1: During the first part of World War II, the worst assignment for British troops was being sent to fight in North Africa. “Methodical and orderly, the British hated the grueling weather and terrain that wreaked havoc on their machines and their plans,” writes Ryan Holiday in The Obstacle Is the Way: The Timeless Art of Turning Trials into Triumph.
“They acted how they felt: slow, timid, cautious,” Ryan tells us.
Not so their opponent in North Africa, German General Erwin Rommel. He loved it. “He saw war as a game,” writes Ryan. “A dangerous, reckless, untidy, fast-paced game. And, most important, he took to this game with incredible energy and perennially pushing his troops forward.”
The German troops would say: “Where Rommel is, there is the front.”
2: Like Amelia Earhart , General Rommel “knew from history that those who attack problems and life with the most initiative and energy usually win,” Ryan observes. “He was always pushing ahead, keeping the stampede on the more cautious British forces to devastating effect.”
During the battles at Cyrenaica, Tobruk, and Tunisia, Erwin “led some of the most astonishing victories in the history of warfare,” writes Ryan. “He got started early, while the British were still trying to get comfortable, and as a result, Rommel was able to seize what appeared to be an unstoppable advantage in some of the most uninhabitable terrain on the planet.

Dataset excerpt
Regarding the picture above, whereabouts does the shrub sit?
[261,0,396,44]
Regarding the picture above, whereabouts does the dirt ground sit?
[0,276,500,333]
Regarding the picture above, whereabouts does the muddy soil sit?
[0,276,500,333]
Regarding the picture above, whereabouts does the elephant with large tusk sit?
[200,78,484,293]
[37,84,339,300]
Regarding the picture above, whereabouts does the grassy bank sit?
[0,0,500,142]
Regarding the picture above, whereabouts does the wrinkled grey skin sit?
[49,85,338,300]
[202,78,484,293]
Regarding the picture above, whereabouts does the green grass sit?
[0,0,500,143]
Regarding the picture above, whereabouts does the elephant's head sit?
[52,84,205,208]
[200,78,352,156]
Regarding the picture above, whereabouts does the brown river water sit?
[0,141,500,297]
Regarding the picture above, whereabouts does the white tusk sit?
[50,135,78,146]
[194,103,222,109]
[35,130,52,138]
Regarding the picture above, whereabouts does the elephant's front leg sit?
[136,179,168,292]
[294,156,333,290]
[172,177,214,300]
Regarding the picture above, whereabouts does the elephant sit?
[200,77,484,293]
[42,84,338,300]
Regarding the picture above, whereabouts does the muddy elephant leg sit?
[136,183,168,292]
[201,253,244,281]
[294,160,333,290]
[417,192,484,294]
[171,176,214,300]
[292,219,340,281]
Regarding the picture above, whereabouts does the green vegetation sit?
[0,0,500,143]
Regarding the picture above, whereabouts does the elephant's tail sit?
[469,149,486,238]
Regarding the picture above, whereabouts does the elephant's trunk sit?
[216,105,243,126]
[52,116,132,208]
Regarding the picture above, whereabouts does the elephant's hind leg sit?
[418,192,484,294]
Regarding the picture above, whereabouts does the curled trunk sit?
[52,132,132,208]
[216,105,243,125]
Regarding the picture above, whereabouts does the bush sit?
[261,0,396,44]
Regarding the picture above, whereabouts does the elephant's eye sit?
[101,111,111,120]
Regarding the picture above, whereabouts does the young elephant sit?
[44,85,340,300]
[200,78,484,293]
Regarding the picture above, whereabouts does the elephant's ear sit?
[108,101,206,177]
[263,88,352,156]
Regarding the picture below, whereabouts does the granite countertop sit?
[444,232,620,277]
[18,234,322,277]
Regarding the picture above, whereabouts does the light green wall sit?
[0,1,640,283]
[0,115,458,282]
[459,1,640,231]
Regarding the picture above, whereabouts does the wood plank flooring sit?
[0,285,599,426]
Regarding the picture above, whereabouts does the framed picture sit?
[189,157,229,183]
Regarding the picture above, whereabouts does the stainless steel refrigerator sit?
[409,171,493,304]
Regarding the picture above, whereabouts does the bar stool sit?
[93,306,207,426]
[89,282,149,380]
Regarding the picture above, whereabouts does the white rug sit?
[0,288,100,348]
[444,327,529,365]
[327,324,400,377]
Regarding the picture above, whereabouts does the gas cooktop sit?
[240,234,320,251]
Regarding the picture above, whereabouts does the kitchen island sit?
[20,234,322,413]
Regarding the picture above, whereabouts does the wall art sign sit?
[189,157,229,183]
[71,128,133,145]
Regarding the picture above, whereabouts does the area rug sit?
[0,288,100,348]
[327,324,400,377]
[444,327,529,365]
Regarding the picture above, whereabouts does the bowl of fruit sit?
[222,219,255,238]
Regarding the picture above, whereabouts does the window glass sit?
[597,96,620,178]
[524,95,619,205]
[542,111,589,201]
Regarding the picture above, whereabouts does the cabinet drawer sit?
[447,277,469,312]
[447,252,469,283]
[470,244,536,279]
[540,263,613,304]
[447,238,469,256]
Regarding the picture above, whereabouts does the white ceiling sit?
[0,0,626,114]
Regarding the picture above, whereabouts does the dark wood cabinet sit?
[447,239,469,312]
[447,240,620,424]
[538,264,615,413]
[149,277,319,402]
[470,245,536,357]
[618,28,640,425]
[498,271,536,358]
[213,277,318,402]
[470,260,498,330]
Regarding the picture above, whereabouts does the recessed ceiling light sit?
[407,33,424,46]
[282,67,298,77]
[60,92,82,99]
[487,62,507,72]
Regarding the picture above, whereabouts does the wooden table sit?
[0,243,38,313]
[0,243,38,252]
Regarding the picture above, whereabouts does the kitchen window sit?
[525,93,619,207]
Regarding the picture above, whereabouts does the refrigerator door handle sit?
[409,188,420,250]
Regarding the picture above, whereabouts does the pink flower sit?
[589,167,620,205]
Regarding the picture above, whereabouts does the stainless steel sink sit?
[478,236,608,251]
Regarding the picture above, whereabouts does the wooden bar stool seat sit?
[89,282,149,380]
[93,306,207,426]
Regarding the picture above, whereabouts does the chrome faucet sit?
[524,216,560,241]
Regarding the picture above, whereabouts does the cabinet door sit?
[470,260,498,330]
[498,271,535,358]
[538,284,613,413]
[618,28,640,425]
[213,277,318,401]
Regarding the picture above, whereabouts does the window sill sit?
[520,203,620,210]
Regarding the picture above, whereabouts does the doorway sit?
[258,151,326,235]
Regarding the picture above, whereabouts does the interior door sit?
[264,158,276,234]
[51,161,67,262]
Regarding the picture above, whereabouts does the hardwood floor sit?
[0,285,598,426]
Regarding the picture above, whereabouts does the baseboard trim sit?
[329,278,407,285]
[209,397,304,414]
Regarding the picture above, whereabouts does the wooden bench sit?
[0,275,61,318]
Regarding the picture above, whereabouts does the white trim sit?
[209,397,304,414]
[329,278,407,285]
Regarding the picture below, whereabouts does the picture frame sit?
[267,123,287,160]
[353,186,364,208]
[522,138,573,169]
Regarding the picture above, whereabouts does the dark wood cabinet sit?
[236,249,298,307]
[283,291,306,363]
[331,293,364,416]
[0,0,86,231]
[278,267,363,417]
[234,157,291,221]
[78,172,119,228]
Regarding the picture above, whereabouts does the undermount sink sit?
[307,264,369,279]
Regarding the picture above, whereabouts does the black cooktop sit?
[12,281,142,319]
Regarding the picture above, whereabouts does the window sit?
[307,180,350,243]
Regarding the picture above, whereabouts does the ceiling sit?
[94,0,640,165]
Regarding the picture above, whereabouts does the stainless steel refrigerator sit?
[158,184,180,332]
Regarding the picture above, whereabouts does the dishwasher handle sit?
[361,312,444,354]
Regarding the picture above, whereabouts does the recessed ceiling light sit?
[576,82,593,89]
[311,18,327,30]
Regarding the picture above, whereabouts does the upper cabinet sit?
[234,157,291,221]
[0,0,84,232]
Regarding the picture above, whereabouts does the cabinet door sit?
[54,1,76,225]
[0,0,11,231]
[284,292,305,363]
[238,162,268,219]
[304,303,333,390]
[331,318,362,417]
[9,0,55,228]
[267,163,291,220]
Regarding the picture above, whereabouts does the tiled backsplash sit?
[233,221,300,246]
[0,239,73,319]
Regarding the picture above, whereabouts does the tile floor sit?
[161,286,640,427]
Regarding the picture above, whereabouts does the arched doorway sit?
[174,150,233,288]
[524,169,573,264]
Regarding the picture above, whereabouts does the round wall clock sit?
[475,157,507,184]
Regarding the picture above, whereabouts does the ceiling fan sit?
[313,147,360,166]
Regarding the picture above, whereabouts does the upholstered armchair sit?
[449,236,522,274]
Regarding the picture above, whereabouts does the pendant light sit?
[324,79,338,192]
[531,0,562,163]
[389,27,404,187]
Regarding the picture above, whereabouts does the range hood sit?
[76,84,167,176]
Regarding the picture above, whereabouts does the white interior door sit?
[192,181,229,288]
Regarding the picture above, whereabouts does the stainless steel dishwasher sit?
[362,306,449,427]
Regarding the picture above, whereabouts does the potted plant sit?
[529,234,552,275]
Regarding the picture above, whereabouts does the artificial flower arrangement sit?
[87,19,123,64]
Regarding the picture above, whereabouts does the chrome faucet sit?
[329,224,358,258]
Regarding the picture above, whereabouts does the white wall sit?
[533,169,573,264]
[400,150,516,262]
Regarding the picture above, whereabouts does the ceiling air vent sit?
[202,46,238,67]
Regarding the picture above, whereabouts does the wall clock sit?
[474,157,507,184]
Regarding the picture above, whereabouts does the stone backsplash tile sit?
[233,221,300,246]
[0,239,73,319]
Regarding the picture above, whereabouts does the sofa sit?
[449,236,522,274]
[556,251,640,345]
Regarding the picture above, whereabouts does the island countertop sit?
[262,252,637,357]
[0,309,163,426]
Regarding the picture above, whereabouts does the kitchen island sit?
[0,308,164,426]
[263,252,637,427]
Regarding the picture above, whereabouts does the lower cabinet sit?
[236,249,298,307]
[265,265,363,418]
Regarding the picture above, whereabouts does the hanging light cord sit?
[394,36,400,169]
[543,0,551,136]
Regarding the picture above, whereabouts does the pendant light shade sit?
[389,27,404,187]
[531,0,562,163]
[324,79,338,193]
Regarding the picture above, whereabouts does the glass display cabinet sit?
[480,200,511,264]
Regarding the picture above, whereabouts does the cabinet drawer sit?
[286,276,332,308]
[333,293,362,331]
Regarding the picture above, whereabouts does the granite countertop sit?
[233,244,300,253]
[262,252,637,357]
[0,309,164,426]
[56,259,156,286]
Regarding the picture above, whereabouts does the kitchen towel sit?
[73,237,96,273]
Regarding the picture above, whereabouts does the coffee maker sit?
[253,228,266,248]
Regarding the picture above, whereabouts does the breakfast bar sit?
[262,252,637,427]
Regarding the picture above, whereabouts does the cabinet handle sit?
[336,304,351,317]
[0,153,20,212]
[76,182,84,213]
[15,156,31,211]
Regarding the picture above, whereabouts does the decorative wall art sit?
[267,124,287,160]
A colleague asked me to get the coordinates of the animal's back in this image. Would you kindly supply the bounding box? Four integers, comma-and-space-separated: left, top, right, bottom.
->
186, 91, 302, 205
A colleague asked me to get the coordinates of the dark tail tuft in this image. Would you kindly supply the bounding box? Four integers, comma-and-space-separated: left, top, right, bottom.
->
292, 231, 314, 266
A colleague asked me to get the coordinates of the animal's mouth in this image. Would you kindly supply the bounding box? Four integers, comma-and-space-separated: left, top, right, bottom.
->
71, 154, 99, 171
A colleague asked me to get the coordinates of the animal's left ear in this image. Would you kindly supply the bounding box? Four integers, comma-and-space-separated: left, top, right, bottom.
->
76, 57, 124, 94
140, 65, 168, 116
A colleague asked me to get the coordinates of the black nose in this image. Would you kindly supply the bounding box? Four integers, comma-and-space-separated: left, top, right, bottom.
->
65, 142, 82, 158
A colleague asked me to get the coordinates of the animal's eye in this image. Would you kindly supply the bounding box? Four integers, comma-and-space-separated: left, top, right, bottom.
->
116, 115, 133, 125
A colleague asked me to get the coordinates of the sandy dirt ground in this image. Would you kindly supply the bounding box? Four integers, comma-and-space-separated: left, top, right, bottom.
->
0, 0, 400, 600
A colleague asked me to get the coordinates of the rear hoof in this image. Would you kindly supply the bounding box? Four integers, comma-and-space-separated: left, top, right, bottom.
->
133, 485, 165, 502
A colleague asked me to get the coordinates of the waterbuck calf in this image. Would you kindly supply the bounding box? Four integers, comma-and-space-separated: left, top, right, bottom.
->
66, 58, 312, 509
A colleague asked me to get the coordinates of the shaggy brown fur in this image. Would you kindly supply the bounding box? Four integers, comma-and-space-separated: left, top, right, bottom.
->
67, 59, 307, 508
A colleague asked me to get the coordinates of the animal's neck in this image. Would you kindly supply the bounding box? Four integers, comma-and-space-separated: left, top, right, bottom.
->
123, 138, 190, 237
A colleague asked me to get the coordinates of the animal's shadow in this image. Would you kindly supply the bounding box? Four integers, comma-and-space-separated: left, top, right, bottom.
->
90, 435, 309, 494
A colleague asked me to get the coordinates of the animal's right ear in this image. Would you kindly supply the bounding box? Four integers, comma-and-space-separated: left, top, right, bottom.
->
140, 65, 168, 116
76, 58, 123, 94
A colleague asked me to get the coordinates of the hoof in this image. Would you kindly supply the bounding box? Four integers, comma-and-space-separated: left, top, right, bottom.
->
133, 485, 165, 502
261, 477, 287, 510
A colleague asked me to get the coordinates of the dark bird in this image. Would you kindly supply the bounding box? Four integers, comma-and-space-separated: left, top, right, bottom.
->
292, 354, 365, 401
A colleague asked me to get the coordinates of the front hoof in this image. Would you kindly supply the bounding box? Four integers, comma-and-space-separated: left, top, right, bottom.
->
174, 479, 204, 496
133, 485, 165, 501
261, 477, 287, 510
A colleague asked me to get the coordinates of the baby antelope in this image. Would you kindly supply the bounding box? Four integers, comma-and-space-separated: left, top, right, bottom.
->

TASK A:
In the text on Erwin Rommel, what did the German troops say about him?
TASK B:
Pick out every line of the listing that contains the word "brown". Case counts.
The text and the listing are unrelated to each other.

EXERCISE OUTPUT A:
"Where Rommel is, there is the front."

EXERCISE OUTPUT B:
Regarding the picture above, whereabouts does the brown river water sit?
A colleague asked me to get the coordinates of the shaggy brown fur in this image. Would you kindly supply the bounding box? Four integers, comma-and-space-separated: left, top, right, bottom.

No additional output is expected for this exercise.